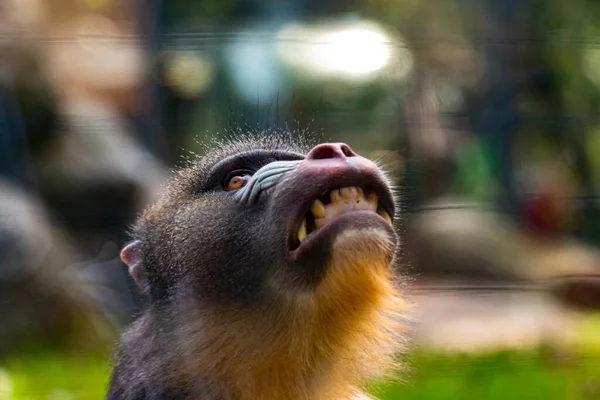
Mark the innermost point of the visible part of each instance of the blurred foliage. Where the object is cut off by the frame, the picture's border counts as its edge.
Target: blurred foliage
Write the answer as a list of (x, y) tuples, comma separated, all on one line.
[(534, 374)]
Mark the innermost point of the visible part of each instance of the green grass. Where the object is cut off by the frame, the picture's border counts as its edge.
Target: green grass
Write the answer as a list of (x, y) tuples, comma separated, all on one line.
[(519, 375), (531, 375)]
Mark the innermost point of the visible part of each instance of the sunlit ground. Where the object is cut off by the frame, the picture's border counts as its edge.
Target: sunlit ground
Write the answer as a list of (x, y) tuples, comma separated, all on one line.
[(537, 374)]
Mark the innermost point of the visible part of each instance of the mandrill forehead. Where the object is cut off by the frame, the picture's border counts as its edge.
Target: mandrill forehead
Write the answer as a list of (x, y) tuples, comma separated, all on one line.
[(197, 172), (220, 150)]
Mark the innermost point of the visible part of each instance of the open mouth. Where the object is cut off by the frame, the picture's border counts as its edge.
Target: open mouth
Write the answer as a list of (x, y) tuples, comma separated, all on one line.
[(336, 202)]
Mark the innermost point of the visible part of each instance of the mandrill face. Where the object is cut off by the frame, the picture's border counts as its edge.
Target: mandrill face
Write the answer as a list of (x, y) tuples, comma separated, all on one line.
[(262, 219), (268, 268)]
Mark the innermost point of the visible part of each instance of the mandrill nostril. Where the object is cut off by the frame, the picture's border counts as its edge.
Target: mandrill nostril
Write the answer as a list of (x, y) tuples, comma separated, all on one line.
[(330, 150), (347, 150)]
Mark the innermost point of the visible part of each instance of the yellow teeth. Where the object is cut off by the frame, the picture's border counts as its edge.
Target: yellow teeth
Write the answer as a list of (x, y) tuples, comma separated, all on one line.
[(335, 196), (385, 216), (318, 209), (302, 231)]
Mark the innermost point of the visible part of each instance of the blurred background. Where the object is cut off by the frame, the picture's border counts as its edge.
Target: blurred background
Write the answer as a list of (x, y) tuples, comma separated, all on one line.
[(484, 112)]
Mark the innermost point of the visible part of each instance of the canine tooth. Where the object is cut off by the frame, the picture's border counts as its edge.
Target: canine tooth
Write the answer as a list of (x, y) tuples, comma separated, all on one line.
[(335, 196), (346, 194), (385, 216), (372, 198), (302, 231), (318, 209)]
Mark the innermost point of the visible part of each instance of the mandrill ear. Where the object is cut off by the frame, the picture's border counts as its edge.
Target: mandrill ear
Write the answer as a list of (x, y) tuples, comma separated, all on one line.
[(132, 257)]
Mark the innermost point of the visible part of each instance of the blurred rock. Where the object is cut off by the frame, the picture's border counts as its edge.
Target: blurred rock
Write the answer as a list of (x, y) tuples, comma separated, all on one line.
[(42, 300)]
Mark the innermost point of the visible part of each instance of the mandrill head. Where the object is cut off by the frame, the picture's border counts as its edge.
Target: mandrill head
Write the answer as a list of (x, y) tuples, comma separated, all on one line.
[(269, 268)]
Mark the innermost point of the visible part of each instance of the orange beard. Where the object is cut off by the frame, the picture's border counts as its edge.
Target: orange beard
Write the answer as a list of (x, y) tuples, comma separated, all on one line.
[(320, 345)]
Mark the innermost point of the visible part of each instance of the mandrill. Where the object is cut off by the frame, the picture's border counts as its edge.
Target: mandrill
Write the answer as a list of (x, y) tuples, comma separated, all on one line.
[(268, 269)]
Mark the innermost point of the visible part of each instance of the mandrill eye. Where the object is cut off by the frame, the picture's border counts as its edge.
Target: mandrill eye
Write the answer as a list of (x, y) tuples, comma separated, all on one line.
[(237, 179)]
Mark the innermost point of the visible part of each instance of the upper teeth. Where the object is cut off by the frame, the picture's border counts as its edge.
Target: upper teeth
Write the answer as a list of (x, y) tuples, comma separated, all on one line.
[(342, 200)]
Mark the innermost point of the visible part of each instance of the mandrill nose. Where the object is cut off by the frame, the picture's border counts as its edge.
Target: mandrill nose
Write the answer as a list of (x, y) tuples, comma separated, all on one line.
[(330, 150)]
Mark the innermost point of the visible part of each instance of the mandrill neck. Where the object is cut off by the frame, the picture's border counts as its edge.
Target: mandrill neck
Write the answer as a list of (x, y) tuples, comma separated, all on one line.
[(316, 346)]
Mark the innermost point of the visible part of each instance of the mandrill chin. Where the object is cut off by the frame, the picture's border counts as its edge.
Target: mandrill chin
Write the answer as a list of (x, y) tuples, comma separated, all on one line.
[(268, 269)]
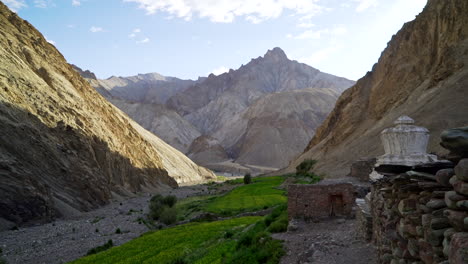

------------------------------------------------

**Task requirements**
When the line with "the mandrill ear." is reached in the data above, begin copying, and stop after the line with "Target: upper teeth"; copy each line exactly, both ends included.

**Exercise response**
Mark the innermost point of the visible part of each instance of the mandrill ear. Where the object is cut off by the frame, the picture's border counts as its edge.
Target: mandrill ear
Write the answer as a list of (x, y) tuples, comma separated, all on one line.
[(132, 257)]
Mark the innermost point of the visible part of each instance of the blurred rock. Where the object is cut off by the frame, the picture's border counts as its edge.
Target: blurred rock
Write the answer as a list of (x, y) tuples, comma separated, all on one line.
[(42, 300)]
Mark the innermost point of the visible part of each instance of the mandrill head. Where the object is cut off by the frame, the picture's border counts as its edge.
Target: mandrill head
Write the answer as a list of (x, y) tuples, comma separated, all on one line.
[(269, 268)]
Mark the innermost point of the visible part of each instance of the orange beard. Where the object is cut off by the frame, the picture's border counts as its edge.
Target: orange beard
Write the answer as a list of (x, y) tuples, comma separated, all on one line.
[(320, 345)]
Mark the innermost point of the visible part of each instance of the mandrill. Where the object is cut off by the frame, the picture's border counts as its edge.
Target: mandrill
Write the answer as a list of (x, y) tuples, comma separated, all on one line.
[(268, 269)]
Mark the innermost point of the visible part of each instance of the mandrill eye. Where the object is cut off by the frame, the picture's border counts as its edge.
Target: mandrill eye
Write the answer as a list of (x, y) tuples, comma separated, all on one line.
[(237, 179)]
Mark the innermost point of the visible part of each instance of the upper teeth. Where the object is cut off by the frame, the picture's border counts as its edge.
Target: upper teeth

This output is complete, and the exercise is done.